Force multicast over a specific interface?

jpreston

New Member
Oct 4, 2012
2
0
1
I am attempting to join two freshly built proxmox 2.1 hosts into a cluster, following the guide here. Establishing the first node in the cluster goes fine. I seem to be running into problems when attempting to add the second node. The pvecm add command results in:

Code:
Starting cluster:
   Checking if cluster has been disabled at boot... [  OK  ]
   Checking Network Manager... [  OK  ]
   Global setup... [  OK  ]
   Loading kernel modules... [  OK  ]
   Mounting configfs... [  OK  ]
   Starting cman... [  OK  ]
   Waiting for quorum... Timed-out waiting for cluster
[FAILED]
waiting for quorum...

I checked the status of the cluster on both nodes

vm-proxmox1
Code:
root@vm-proxmox1:~# pvecm status
Version: 6.2.0
Config Version: 5
Cluster Name: proxmox-cl-1
Cluster Id: 1891
Cluster Member: Yes
Cluster Generation: 16
Membership state: Cluster-Member
Nodes: 1
Expected votes: 2
Total votes: 1
Node votes: 1
Quorum: 2 Activity blocked
Active subsystems: 1
Flags: 
Ports Bound: 0  
Node name: vm-proxmox1
Node ID: 1
Multicast addresses: 239.192.7.106 
Node addresses: 10.3.106.1

vm-proxmox2
Code:
root@vm-proxmox2:~# pvecm status
Version: 6.2.0
Config Version: 5
Cluster Name: proxmox-cl-1
Cluster Id: 1891
Cluster Member: Yes
Cluster Generation: 4
Membership state: Cluster-Member
Nodes: 1
Expected votes: 2
Total votes: 1
Node votes: 1
Quorum: 2 Activity blocked
Active subsystems: 1
Flags: 
Ports Bound: 0  
Node name: vm-proxmox2
Node ID: 2
Multicast addresses: 239.192.7.106 
Node addresses: 10.3.106.2

Hmm. Quorum activity blocked.

Other forum posts suggest this to be an issue with multicast. Both of these nodes are connected via a Cisco Nexus 5k cluster in which I successfully host other multicast based applications, so my problem most likely isn't there. I began reading the Multicast notes wiki entry, where it is suggested to test multicast with ssmping. After installing the package on both hosts, I launched ssmpingd on the first node. On the second node, I executed the client side multicast ping:

Code:
root@vm-proxmox2:~# asmping 239.192.7.106 10.3.106.1
Failed to join multicast group: No such device
errno=19

No such device? So, I then tried to force the bridge device:
Code:
root@vm-proxmox2:~# asmping -I vmbr2003 239.192.7.106 10.3.106.1
asmping joined (S,G) = (*,239.192.7.234)

» Exercises to complete:
(1) In the forum thread on forcing multicast over a specific interface, why does the poster consider the Cisco Nexus 5k cluster an unlikely source of the problem? Answer in one to three sentences.
(2) Proceed with the forum thread on forcing multicast over a specific interface, picking up directly after its final line.
The records are not needed for this work.

(Location identification entries)
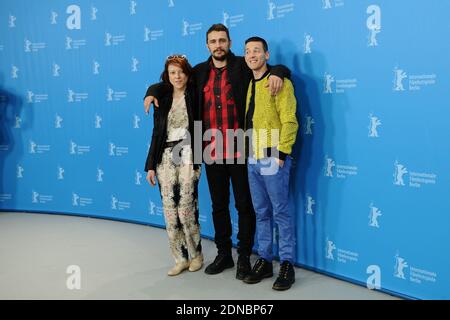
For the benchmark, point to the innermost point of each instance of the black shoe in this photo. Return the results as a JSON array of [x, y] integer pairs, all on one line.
[[286, 277], [262, 269], [243, 267], [221, 263]]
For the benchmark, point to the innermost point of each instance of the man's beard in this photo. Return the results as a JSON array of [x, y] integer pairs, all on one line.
[[221, 58]]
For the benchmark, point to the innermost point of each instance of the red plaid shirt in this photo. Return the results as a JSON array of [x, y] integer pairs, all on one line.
[[219, 110]]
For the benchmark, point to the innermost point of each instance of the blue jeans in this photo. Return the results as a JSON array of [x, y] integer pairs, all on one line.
[[270, 191]]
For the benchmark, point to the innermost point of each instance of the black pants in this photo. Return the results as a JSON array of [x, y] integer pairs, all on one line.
[[219, 176]]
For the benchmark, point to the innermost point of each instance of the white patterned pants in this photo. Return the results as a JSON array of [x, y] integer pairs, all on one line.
[[178, 183]]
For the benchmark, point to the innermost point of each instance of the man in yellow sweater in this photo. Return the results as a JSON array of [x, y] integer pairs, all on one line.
[[274, 126]]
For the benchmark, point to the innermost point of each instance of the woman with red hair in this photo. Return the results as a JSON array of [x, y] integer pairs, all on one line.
[[170, 160]]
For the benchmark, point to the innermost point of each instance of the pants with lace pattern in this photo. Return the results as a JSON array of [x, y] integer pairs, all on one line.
[[178, 183]]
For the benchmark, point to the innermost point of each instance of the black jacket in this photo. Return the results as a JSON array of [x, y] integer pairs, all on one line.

» Answers to the problems:
(1) Both nodes connect through the Cisco Nexus 5k cluster, and the poster already hosts other multicast-based applications successfully on it. The poster therefore concludes that the problem most likely isn't there.

(2)
pinging 10.3.106.1 from 10.3.106.2
  unicast from 10.3.106.1, seq=1 dist=0 time=0.910 ms
  unicast from 10.3.106.1, seq=2 dist=0 time=0.201 ms
  unicast from 10.3.106.1, seq=3 dist=0 time=0.220 ms
  unicast from 10.3.106.1, seq=4 dist=0 time=0.182 ms
^C
--- 10.3.106.1 statistics ---
4 packets transmitted, time 3756 ms
unicast:
   4 packets received, 0% packet loss
   rtt min/avg/max/std-dev = 0.182/0.378/0.910/0.307 ms
multicast:
   0 packets received, 100% packet loss

Wow, it works! Knowing that multicast communications work between these two nodes, could my problems with corosync have anything to do with it also not selecting the correct network interface? Is there anyway that I can force this? I would appreciate any pointers here.

Thanks.
 
--- 10.3.106.1 statistics ---
4 packets transmitted, time 3756 ms
unicast:
4 packets received, 0% packet loss
rtt min/avg/max/std-dev = 0.182/0.378/0.910/0.307 ms
multicast:
0 packets received, 100% packet loss
[/CODE]

Wow, it works!

You have 100% packet loss (it does not work)!
 
Ah, yes. I completely overlooked that the successful packets were unicast. With that said, I moved on and rebuilt the two nodes, this time attempting to force the udpu transport mode found mentioned in the Multicast notes wiki entry. With this configuration I also experience the Waiting for quorum.... failure.

Code:
root@vm-proxmox2:~# pvecm add 10.3.106.1
Generating public/private rsa key pair.
Your identification has been saved in /root/.ssh/id_rsa.
Your public key has been saved in /root/.ssh/id_rsa.pub.
The key fingerprint is:
40:8e:4e:29:66:44:08:a6:c7:9f:74:a0:d9:41:c5:c2 root@vm-proxmox2
The key's randomart image is:
+--[ RSA 2048]----+
|o+oo+oo          |
|+o +EB.          |
|. O *.+          |
| + * o .         |
|    +   S        |
|                 |
|                 |
|                 |
|                 |
+-----------------+
The authenticity of host '10.3.106.1 (10.3.106.1)' can't be established.
RSA key fingerprint is 22:d6:40:9c:15:01:63:5d:c5:03:e6:98:8a:8b:86:a9.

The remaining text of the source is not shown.